* _RAW RECORDS_
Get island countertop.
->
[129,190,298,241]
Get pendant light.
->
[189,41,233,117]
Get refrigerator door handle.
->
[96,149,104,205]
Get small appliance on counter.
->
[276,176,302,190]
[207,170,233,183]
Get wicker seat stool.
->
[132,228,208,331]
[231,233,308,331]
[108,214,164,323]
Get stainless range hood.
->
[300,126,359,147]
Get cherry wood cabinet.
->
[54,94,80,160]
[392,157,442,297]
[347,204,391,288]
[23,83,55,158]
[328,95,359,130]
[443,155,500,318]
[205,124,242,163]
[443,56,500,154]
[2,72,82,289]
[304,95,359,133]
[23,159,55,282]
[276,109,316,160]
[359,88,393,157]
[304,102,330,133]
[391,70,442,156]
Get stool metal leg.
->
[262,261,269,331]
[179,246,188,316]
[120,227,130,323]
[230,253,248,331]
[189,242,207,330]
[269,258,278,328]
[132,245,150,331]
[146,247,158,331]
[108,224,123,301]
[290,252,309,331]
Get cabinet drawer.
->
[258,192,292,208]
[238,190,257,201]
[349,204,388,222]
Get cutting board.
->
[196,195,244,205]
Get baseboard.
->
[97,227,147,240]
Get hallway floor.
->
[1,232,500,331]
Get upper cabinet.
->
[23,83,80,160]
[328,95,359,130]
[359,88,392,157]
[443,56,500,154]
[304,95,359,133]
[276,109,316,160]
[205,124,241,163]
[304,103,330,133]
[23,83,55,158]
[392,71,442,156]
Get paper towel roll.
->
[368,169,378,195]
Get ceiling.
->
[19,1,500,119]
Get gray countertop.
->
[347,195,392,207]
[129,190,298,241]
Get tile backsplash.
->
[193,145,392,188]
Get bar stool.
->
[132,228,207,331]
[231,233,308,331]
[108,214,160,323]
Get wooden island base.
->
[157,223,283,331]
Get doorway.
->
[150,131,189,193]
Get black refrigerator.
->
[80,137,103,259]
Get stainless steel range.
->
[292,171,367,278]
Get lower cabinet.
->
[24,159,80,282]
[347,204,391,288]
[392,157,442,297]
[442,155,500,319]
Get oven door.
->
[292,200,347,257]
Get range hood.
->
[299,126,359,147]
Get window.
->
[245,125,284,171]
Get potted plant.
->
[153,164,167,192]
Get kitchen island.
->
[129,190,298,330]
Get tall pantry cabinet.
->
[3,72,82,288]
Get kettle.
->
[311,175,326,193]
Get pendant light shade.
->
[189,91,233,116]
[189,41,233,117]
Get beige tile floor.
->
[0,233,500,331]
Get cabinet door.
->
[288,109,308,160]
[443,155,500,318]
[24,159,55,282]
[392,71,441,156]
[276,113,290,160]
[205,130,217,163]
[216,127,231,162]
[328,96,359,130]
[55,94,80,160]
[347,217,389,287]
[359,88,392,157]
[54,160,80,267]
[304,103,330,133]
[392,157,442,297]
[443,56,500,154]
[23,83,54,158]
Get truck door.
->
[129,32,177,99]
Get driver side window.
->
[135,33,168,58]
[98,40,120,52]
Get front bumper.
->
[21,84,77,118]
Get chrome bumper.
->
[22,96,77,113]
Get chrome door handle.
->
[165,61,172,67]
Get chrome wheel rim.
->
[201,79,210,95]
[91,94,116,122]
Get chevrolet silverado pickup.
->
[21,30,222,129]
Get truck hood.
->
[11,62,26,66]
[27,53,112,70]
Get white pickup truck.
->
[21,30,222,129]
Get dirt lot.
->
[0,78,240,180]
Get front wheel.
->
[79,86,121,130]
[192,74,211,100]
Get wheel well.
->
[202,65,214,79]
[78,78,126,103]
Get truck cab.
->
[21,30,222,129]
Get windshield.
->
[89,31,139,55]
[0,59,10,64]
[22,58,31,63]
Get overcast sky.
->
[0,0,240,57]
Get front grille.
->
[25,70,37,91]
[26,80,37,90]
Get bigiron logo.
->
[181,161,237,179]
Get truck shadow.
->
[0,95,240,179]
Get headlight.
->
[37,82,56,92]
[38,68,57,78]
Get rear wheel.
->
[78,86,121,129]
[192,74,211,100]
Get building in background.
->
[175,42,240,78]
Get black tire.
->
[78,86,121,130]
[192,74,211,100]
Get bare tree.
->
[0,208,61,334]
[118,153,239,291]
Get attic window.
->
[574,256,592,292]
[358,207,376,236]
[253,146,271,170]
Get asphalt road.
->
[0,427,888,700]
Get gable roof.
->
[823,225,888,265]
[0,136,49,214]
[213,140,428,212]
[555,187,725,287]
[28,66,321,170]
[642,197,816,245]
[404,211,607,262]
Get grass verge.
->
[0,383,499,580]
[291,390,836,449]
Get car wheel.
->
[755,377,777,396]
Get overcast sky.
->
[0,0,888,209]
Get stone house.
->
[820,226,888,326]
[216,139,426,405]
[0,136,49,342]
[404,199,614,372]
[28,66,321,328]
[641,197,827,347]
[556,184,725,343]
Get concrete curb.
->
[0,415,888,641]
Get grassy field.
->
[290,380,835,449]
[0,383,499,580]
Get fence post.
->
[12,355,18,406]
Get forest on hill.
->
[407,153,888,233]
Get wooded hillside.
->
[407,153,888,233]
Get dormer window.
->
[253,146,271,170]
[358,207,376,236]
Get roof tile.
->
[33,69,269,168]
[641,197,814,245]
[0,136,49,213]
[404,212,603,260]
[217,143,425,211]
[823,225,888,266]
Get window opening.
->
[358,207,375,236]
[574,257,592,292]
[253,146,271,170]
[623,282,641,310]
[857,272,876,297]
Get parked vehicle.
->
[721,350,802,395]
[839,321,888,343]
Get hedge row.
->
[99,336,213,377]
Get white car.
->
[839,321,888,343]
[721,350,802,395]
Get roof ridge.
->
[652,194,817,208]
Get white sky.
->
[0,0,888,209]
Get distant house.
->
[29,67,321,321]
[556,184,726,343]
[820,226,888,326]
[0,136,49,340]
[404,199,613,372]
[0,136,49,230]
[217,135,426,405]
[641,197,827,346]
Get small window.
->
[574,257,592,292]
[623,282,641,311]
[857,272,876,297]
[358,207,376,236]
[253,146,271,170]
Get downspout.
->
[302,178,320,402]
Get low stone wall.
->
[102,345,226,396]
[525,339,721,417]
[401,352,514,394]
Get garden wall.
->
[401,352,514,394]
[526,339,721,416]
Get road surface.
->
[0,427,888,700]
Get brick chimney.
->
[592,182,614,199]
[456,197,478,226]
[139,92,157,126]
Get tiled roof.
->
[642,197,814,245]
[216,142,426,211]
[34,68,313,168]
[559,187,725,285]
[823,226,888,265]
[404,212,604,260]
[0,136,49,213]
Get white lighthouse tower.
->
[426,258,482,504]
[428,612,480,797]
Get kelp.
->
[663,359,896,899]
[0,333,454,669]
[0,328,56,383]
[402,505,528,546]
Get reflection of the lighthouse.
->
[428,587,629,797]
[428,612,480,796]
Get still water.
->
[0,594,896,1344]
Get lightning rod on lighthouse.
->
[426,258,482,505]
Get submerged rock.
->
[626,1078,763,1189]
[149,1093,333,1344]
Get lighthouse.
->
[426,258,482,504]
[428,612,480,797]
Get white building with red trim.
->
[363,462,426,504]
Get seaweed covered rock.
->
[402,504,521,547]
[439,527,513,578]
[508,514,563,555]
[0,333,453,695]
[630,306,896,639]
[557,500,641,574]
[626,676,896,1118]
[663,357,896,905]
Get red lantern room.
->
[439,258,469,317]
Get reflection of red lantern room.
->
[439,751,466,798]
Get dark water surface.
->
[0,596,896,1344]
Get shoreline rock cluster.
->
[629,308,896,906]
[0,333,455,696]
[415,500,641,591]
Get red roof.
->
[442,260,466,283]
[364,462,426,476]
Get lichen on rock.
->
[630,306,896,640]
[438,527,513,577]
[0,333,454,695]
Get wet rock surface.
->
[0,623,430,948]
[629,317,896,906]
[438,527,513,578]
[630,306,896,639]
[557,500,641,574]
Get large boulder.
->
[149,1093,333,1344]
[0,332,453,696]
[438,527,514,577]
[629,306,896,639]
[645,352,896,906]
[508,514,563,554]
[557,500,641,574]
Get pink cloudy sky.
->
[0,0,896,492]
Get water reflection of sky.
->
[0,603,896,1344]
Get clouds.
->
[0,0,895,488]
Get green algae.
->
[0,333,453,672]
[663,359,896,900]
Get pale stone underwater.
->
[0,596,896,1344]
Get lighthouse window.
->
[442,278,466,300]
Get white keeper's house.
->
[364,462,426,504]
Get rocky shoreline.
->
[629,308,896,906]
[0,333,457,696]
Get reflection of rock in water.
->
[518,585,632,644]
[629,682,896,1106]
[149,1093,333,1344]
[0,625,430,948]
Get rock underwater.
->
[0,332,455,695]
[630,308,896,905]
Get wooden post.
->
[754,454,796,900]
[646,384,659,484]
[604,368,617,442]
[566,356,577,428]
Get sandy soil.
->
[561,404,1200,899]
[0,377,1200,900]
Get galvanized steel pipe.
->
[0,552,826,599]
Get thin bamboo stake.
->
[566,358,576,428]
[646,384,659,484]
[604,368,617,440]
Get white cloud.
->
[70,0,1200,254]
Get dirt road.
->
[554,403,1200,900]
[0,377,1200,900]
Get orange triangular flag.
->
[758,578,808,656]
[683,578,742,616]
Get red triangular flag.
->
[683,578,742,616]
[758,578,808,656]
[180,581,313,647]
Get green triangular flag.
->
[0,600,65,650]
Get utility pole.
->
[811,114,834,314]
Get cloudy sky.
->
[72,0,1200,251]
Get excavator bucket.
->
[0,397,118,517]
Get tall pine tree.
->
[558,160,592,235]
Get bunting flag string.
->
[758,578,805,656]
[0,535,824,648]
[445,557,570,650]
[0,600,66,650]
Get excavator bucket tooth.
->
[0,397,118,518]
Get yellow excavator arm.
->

* _TASK TO CARRY OUT_
Count the lines in the material above that contain the word "window". Reply with the number alone.

* _EXERCISE RESULT_
7